● WHAT TO DO
Can you rewrite the listing below with every "rough mask" replaced by "coarse mask" and everything else left unchanged?

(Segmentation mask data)
------------------------------------------------------------

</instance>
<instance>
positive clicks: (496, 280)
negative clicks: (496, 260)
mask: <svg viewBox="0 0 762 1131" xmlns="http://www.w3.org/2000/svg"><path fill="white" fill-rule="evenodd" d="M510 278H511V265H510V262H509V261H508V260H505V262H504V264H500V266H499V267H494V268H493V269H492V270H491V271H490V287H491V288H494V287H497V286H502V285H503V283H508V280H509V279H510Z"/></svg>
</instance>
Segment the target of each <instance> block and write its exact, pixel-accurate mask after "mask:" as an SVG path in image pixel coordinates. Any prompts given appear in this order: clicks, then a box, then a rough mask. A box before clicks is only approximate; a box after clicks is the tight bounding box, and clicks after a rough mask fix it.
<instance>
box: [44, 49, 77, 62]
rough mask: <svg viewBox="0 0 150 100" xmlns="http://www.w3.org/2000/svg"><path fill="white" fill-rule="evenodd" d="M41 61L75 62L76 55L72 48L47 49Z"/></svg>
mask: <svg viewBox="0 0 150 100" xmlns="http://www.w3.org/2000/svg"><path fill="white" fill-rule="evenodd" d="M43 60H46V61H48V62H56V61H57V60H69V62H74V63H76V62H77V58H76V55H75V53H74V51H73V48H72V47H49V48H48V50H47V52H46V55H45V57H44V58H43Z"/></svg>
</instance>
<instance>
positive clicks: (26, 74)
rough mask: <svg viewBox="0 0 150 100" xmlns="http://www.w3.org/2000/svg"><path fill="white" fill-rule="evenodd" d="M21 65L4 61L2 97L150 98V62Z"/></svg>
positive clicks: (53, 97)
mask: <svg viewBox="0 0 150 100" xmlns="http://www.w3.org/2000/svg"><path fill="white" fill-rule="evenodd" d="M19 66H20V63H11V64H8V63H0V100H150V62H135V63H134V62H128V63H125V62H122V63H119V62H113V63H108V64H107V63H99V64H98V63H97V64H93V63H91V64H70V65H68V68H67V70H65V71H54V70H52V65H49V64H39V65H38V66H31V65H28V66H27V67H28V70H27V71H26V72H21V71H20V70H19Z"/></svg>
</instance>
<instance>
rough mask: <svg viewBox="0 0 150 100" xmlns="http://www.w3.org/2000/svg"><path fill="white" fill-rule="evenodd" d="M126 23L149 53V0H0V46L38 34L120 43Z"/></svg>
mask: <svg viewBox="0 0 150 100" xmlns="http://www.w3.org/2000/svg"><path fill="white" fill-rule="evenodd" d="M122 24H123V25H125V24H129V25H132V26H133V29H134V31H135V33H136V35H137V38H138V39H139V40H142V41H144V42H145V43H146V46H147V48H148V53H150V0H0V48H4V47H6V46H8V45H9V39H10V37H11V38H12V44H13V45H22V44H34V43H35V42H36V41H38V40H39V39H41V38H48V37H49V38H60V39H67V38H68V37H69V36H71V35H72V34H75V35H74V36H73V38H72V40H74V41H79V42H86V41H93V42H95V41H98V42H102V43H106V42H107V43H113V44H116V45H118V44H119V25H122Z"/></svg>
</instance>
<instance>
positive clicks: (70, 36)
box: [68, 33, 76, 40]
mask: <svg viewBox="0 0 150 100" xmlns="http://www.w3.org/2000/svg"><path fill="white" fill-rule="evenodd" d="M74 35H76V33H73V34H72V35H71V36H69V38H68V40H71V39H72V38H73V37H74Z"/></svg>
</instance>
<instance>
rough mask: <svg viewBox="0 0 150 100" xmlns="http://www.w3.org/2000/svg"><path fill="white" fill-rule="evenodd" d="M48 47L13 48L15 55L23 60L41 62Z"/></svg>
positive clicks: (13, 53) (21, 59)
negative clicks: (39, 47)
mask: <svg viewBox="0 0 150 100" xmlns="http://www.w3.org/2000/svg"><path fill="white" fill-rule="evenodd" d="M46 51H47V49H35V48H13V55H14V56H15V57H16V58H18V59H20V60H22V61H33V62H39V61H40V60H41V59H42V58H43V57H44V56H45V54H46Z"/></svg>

------------------------------------------------------------

● ANSWER TO THIS TASK
</instance>
<instance>
positive clicks: (496, 280)
negative clicks: (496, 260)
mask: <svg viewBox="0 0 762 1131" xmlns="http://www.w3.org/2000/svg"><path fill="white" fill-rule="evenodd" d="M510 278H511V265H510V262H509V261H508V260H505V262H504V264H500V266H499V267H494V268H493V269H492V270H491V271H490V287H491V288H494V287H497V286H502V285H503V283H508V280H509V279H510Z"/></svg>
</instance>
Segment the target of each <instance> block and write its exact, pixel-accurate mask after "mask:" as an SVG path in image pixel coordinates. Any prompts given appear in this order: clicks, then a box, then a coarse mask. A box before clicks is only approximate; a box after clicks is the tight bounding box, and clicks after a coarse mask fix it.
<instance>
box: [44, 49, 77, 62]
coarse mask: <svg viewBox="0 0 150 100" xmlns="http://www.w3.org/2000/svg"><path fill="white" fill-rule="evenodd" d="M41 61L75 62L76 55L72 48L47 49Z"/></svg>
mask: <svg viewBox="0 0 150 100" xmlns="http://www.w3.org/2000/svg"><path fill="white" fill-rule="evenodd" d="M43 60H46V61H48V62H56V61H57V60H69V62H74V63H76V62H77V58H76V55H75V53H74V51H73V48H72V47H49V48H48V50H47V52H46V55H45V57H44V58H43Z"/></svg>
</instance>
<instance>
positive clicks: (26, 74)
coarse mask: <svg viewBox="0 0 150 100" xmlns="http://www.w3.org/2000/svg"><path fill="white" fill-rule="evenodd" d="M21 65L4 61L2 97L150 98V62Z"/></svg>
positive clicks: (53, 97)
mask: <svg viewBox="0 0 150 100" xmlns="http://www.w3.org/2000/svg"><path fill="white" fill-rule="evenodd" d="M19 66H20V63H11V64H8V63H0V100H150V62H135V63H134V62H128V63H125V62H122V63H119V62H113V63H108V64H107V63H99V64H98V63H97V64H93V63H91V64H70V65H68V68H67V70H65V71H54V70H52V65H49V64H39V65H38V66H31V65H28V66H27V67H28V70H27V71H26V72H21V71H20V70H19Z"/></svg>
</instance>
<instance>
coarse mask: <svg viewBox="0 0 150 100" xmlns="http://www.w3.org/2000/svg"><path fill="white" fill-rule="evenodd" d="M126 23L149 53V0H0V46L38 34L120 43Z"/></svg>
mask: <svg viewBox="0 0 150 100" xmlns="http://www.w3.org/2000/svg"><path fill="white" fill-rule="evenodd" d="M122 24H123V25H125V24H129V25H132V26H133V29H134V31H135V33H136V35H137V38H138V39H139V40H142V41H144V42H145V43H146V46H147V48H148V53H150V0H0V48H4V47H6V46H8V45H9V39H10V37H11V38H12V44H13V45H22V44H34V43H35V42H36V41H38V40H39V39H41V38H48V37H49V38H60V39H67V38H68V37H69V36H71V35H72V34H75V35H74V36H73V38H72V40H74V41H79V42H86V41H93V42H95V41H98V42H102V43H106V42H107V43H113V44H116V45H118V44H119V25H122Z"/></svg>
</instance>
<instance>
positive clicks: (70, 36)
box: [68, 33, 76, 40]
mask: <svg viewBox="0 0 150 100" xmlns="http://www.w3.org/2000/svg"><path fill="white" fill-rule="evenodd" d="M74 35H76V33H73V34H72V35H71V36H69V38H68V40H71V39H72V38H73V37H74Z"/></svg>
</instance>
<instance>
coarse mask: <svg viewBox="0 0 150 100" xmlns="http://www.w3.org/2000/svg"><path fill="white" fill-rule="evenodd" d="M48 47L13 48L15 55L23 60L41 62Z"/></svg>
positive clicks: (13, 53) (21, 59)
negative clicks: (39, 47)
mask: <svg viewBox="0 0 150 100" xmlns="http://www.w3.org/2000/svg"><path fill="white" fill-rule="evenodd" d="M46 51H47V49H35V48H13V55H14V56H15V57H16V58H18V59H20V60H22V61H33V62H39V61H40V60H41V59H42V58H43V57H44V56H45V54H46Z"/></svg>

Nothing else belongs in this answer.